| EXERCISE GOAL |
Count the lines in the rows below that contain the string "lemon". Give only the number.

-- Start of RECORDS FOR THIS TASK --

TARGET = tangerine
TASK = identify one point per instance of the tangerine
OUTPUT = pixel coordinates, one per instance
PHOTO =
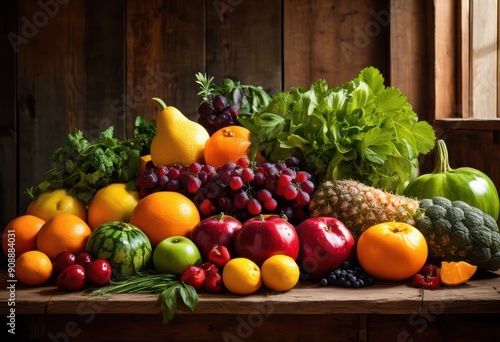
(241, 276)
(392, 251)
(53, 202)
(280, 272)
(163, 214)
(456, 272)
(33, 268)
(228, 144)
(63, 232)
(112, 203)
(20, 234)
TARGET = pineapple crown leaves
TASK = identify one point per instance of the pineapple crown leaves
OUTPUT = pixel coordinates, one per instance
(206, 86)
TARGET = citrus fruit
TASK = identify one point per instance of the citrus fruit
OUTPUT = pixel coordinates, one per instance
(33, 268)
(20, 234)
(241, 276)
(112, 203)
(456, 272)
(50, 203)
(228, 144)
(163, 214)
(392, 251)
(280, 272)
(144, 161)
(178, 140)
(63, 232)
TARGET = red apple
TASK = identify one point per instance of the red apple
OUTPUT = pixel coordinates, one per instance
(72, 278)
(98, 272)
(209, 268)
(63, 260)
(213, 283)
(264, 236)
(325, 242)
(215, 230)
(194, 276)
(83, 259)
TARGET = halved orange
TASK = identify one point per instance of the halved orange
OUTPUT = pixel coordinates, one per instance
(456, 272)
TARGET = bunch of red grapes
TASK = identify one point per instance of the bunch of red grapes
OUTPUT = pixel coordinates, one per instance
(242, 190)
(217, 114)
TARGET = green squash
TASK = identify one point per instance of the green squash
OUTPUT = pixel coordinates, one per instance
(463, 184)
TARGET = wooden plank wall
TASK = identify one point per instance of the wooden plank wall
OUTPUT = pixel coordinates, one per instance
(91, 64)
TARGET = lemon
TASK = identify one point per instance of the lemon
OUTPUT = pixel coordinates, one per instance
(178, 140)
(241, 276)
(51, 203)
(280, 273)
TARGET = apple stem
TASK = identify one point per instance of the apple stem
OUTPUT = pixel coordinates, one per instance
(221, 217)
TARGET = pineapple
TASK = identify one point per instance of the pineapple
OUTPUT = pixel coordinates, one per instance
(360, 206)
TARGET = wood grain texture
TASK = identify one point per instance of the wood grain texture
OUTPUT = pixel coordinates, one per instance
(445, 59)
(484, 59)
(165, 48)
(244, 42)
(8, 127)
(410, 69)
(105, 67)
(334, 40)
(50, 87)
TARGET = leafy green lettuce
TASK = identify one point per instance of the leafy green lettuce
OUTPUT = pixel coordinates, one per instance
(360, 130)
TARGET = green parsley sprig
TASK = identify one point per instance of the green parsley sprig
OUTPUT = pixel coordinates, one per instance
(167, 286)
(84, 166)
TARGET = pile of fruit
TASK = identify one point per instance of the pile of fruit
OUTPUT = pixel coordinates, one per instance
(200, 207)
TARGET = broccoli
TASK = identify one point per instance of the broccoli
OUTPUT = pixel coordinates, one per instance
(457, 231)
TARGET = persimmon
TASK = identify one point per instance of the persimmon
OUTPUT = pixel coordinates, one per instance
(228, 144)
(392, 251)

-- End of RECORDS FOR THIS TASK --
-- Start of RECORDS FOR THIS TASK --

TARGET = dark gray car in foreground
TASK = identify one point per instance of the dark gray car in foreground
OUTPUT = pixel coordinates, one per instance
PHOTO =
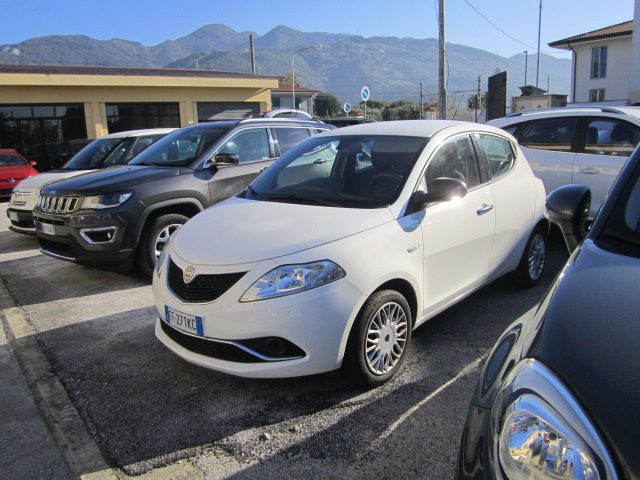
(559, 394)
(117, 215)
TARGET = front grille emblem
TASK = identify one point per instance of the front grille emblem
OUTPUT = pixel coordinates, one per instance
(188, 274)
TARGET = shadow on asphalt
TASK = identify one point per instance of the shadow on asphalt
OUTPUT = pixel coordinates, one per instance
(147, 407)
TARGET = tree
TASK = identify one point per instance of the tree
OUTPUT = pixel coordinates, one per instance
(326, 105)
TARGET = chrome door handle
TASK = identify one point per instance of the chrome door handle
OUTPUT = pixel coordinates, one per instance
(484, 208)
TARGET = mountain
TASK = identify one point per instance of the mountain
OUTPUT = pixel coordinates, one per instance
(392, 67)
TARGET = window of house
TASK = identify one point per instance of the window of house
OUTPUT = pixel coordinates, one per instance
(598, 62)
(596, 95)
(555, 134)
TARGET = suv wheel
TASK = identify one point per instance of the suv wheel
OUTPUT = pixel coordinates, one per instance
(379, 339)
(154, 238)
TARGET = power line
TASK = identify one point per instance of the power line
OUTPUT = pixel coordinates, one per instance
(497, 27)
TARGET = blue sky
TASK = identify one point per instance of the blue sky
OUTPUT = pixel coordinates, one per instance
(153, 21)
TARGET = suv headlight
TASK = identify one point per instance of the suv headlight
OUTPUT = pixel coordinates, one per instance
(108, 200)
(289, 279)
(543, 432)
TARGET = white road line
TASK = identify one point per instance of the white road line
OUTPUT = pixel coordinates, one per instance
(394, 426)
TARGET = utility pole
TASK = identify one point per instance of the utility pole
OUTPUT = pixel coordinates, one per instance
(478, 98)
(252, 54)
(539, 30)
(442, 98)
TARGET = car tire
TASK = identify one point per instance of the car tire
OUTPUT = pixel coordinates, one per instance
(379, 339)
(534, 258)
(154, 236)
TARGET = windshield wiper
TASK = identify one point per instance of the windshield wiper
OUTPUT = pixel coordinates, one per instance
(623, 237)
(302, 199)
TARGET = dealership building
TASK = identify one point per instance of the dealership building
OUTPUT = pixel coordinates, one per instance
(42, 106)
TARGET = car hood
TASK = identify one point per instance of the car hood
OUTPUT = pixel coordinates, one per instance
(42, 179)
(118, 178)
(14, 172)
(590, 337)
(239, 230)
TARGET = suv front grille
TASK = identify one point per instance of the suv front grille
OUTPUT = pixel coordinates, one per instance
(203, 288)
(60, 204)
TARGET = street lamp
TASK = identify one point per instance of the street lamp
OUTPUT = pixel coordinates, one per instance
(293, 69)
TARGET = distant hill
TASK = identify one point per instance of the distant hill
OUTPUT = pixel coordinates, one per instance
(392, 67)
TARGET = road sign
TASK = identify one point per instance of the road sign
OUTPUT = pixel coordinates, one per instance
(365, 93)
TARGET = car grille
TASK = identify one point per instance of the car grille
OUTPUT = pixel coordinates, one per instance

-- End of RECORDS FOR THIS TASK --

| ANSWER TO THE EXERCISE |
2